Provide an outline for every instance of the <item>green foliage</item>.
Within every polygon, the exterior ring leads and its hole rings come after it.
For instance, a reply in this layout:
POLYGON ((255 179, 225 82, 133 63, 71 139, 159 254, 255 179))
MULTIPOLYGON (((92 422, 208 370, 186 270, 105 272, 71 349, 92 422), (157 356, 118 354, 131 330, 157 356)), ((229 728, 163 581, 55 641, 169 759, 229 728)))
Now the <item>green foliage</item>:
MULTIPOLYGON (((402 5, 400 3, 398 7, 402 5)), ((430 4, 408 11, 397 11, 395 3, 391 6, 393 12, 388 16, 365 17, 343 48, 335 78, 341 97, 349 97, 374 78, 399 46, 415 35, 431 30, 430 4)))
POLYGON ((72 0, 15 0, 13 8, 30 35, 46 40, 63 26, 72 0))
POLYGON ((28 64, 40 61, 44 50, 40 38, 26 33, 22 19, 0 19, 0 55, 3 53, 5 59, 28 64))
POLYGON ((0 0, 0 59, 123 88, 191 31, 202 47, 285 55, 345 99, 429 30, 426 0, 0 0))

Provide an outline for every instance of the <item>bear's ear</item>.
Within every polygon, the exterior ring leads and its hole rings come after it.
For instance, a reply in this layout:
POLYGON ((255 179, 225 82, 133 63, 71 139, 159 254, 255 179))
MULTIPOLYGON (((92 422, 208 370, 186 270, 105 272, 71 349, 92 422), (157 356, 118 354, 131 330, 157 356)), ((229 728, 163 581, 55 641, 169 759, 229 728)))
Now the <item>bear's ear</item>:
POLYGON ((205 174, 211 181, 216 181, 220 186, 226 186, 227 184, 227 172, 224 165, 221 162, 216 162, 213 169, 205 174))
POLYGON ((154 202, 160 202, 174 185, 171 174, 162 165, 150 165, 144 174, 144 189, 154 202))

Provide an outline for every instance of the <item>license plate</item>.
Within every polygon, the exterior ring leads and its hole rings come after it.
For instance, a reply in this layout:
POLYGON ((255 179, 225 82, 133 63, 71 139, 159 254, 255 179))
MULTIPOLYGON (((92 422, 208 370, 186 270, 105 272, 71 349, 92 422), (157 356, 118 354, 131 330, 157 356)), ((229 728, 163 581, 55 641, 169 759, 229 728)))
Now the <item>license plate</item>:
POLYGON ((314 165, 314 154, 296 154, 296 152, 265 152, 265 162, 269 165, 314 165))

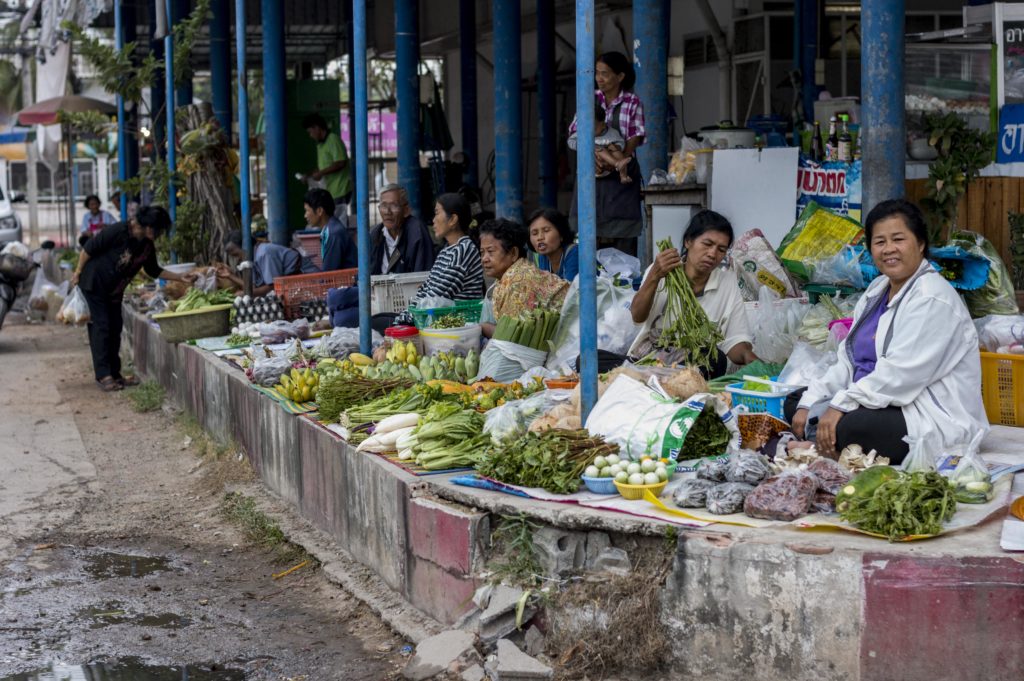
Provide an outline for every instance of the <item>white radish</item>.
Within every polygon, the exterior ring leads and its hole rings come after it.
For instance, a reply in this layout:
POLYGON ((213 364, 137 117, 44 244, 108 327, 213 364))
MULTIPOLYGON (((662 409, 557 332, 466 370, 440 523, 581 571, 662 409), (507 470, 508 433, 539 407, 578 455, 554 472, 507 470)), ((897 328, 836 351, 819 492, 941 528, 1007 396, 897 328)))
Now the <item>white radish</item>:
POLYGON ((393 430, 400 428, 412 428, 419 422, 420 416, 416 413, 411 414, 395 414, 389 416, 377 424, 377 427, 373 429, 373 432, 377 435, 382 433, 390 433, 393 430))
POLYGON ((412 449, 414 446, 416 446, 417 442, 418 440, 416 439, 416 435, 412 431, 410 431, 409 433, 398 438, 398 440, 395 442, 395 446, 398 447, 399 451, 401 451, 403 449, 412 449))
POLYGON ((383 445, 377 436, 370 436, 359 443, 356 447, 357 452, 382 452, 384 451, 383 445))
POLYGON ((398 458, 401 461, 409 461, 414 456, 415 454, 413 454, 411 449, 403 449, 402 451, 398 452, 398 458))
POLYGON ((399 428, 398 430, 391 430, 386 433, 377 433, 376 437, 377 440, 381 443, 381 445, 388 447, 389 449, 400 449, 399 447, 395 446, 396 443, 398 442, 398 438, 402 437, 403 435, 411 435, 412 431, 415 429, 415 426, 410 426, 408 428, 399 428))

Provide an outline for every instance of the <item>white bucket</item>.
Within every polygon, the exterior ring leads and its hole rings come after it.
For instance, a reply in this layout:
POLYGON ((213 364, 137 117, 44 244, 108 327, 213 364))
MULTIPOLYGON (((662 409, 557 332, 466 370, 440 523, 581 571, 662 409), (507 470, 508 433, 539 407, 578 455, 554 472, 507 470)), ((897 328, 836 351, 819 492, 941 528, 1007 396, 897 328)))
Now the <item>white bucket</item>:
POLYGON ((470 350, 479 350, 480 336, 479 324, 466 324, 457 329, 420 329, 427 356, 449 351, 465 355, 470 350))

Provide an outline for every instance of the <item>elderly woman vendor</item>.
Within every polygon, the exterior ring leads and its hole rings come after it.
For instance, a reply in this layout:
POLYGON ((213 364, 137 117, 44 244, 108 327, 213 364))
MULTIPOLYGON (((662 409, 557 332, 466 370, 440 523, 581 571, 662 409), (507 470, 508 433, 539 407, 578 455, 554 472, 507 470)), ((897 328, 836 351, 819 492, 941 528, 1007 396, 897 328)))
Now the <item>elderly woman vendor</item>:
POLYGON ((864 230, 882 276, 857 303, 839 361, 787 401, 793 432, 803 437, 809 416, 824 410, 821 454, 858 444, 894 464, 907 455, 908 434, 930 435, 939 447, 967 443, 988 430, 978 335, 960 296, 925 257, 924 217, 908 201, 883 201, 864 230))
POLYGON ((630 306, 633 321, 643 324, 629 349, 630 357, 645 357, 658 352, 666 363, 674 361, 672 349, 660 348, 658 338, 665 324, 664 311, 668 301, 664 280, 669 272, 681 267, 700 306, 708 318, 718 324, 725 339, 718 344, 718 356, 710 376, 725 374, 726 358, 739 365, 757 359, 736 275, 721 267, 732 241, 729 221, 713 210, 702 210, 686 227, 682 254, 674 248, 658 254, 647 269, 643 284, 630 306))
POLYGON ((530 232, 518 222, 498 218, 480 226, 484 274, 497 281, 487 291, 480 321, 483 334, 494 335, 494 322, 537 307, 559 310, 569 282, 537 269, 527 255, 530 232))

▶ Task requirements
Give only how many lines above hold "outline".

▶ Response area
6